# Short task:
Render the lines below as a JSON list of strings, one string per line, with blank lines omitted and the pictures left out.

# Entries provided:
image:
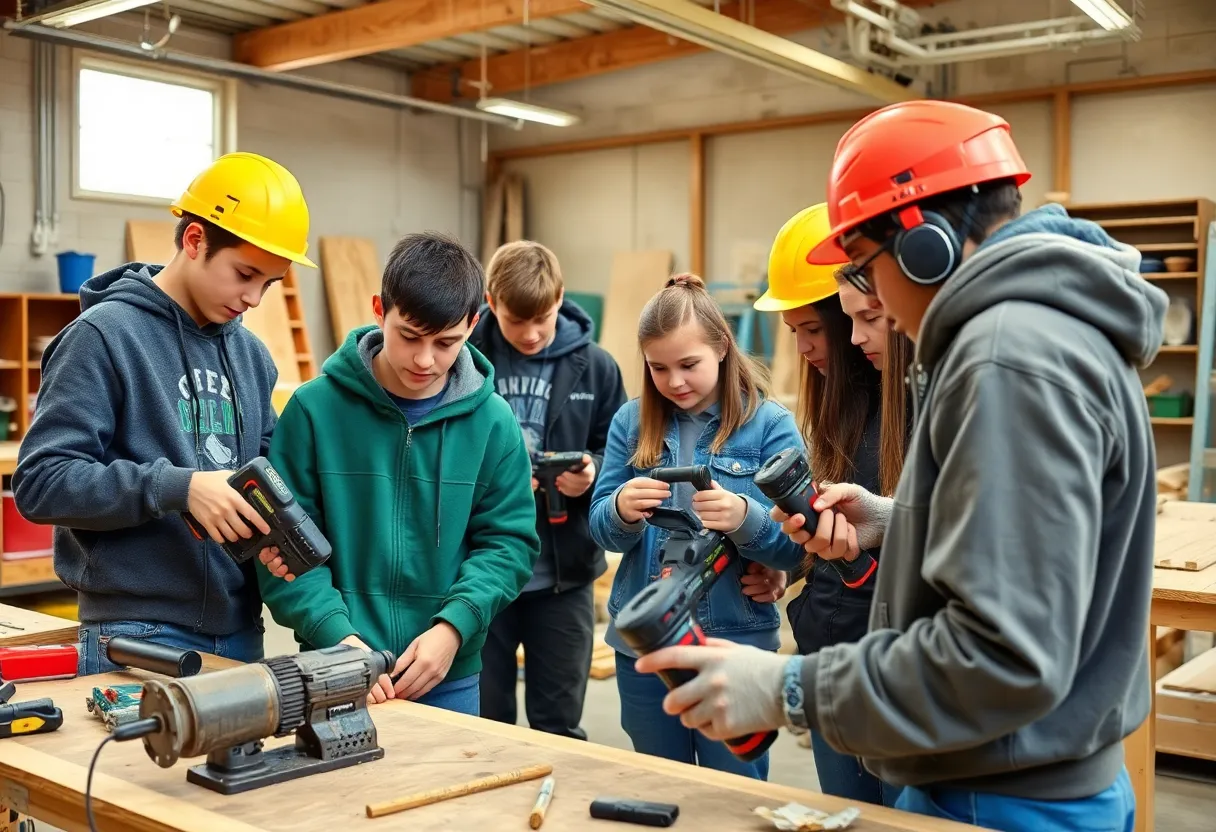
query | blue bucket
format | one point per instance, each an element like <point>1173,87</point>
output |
<point>74,270</point>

# Task solution:
[
  "image:",
  "query | blue bucket",
  "format | one point per instance, each an element like <point>1173,87</point>",
  "output |",
  "<point>74,270</point>"
]